Originating in Maine in the 1980s, the business began when co-founder Roxanne Quimby started making candles from Burt Shavitz's leftover beeswax. The first headquarters was an abandoned one-room schoolhouse rented from a friend for $150 a year. This eventually led to the bottling and selling of honey by the two co-founders, and Quimby's focus on maintaining high quality helped to grow the business from an initial $200 at the Dover-Foxcroft Junior High School craft fair to $20,000 in sales by the end of its first year.

The practice of bottling honey slowly diminished as the company evolved as a corporation. The company eventually began selling other products that used honey and beeswax, including furniture polish and edible spreads, before moving more fully into personal care products.

Burt's Bees increased production in 1989, after a New York City boutique, Zona, ordered hundreds of their beeswax candles. The company hired 40 additional employees and started manufacturing products in an abandoned bowling alley. During this time, Quimby read one of Burt Shavitz's 19th-century books about bee-keeping that included recipes for personal care products, prompting Burt's Bees to shift into the personal care products industry.

Work request 1
Decide whether each statement below agrees with the Burt's Bees history passage. Answer yes or no for each, and quote the exact words of the passage that settle it.
(a) The company's first headquarters cost $150 a year to rent.
(b) Furniture polish was sold only after the company had moved into personal care products.
(c) Production grew in 1989 after a New York City boutique ordered the company's beeswax candles.
Work request 2
Print the part of the Burt's Bees history passage that opens with the words containing "Burt's Bees increased" and closes with "care products industry.".

The data

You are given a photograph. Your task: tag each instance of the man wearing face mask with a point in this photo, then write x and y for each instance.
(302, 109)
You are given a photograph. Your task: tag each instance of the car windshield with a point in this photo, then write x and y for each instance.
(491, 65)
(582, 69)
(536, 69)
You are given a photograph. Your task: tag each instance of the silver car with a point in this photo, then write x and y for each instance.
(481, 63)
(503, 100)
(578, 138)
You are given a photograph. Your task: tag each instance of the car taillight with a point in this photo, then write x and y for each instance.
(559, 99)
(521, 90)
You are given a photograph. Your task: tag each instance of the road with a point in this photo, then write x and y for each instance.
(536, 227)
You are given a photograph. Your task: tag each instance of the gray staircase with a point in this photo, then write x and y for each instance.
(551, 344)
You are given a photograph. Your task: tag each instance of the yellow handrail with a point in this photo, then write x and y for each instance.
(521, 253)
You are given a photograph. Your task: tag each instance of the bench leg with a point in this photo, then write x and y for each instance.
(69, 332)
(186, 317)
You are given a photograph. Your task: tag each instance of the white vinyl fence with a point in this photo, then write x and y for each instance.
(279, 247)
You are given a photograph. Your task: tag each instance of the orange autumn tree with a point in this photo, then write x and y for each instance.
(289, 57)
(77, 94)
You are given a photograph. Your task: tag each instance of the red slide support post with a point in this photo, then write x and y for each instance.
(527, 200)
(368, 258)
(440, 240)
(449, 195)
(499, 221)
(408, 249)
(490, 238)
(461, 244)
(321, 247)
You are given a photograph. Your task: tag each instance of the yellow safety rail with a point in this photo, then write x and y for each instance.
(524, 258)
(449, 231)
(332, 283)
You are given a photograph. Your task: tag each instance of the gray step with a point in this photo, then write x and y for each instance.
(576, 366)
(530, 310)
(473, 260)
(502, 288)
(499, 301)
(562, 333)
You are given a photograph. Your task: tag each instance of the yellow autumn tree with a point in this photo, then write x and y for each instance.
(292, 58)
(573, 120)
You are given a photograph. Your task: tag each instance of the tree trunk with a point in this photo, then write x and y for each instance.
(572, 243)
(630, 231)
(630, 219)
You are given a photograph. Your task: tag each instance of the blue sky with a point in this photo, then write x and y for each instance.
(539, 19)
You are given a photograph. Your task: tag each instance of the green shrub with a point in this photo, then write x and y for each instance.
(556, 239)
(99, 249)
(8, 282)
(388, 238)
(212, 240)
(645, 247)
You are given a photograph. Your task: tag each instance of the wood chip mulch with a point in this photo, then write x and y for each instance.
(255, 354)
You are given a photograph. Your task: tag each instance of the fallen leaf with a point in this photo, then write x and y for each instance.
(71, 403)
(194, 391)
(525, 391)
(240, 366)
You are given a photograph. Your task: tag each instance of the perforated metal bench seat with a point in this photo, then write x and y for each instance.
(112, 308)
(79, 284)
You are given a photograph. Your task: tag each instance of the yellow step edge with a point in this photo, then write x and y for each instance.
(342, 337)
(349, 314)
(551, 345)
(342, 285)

Written solution 1
(a) Yes: "The first headquarters was an abandoned one-room schoolhouse rented from a friend for $150 a year."
(b) No: "including furniture polish and edible spreads, before moving more fully into personal care products."
(c) Yes: "Burt's Bees increased production in 1989, after a New York City boutique, Zona, ordered hundreds of their beeswax candles."

Written solution 2
Burt's Bees increased production in 1989, after a New York City boutique, Zona, ordered hundreds of their beeswax candles. The company hired 40 additional employees and started manufacturing products in an abandoned bowling alley. During this time, Quimby read one of Burt Shavitz's 19th-century books about bee-keeping that included recipes for personal care products, prompting Burt's Bees to shift into the personal care products industry.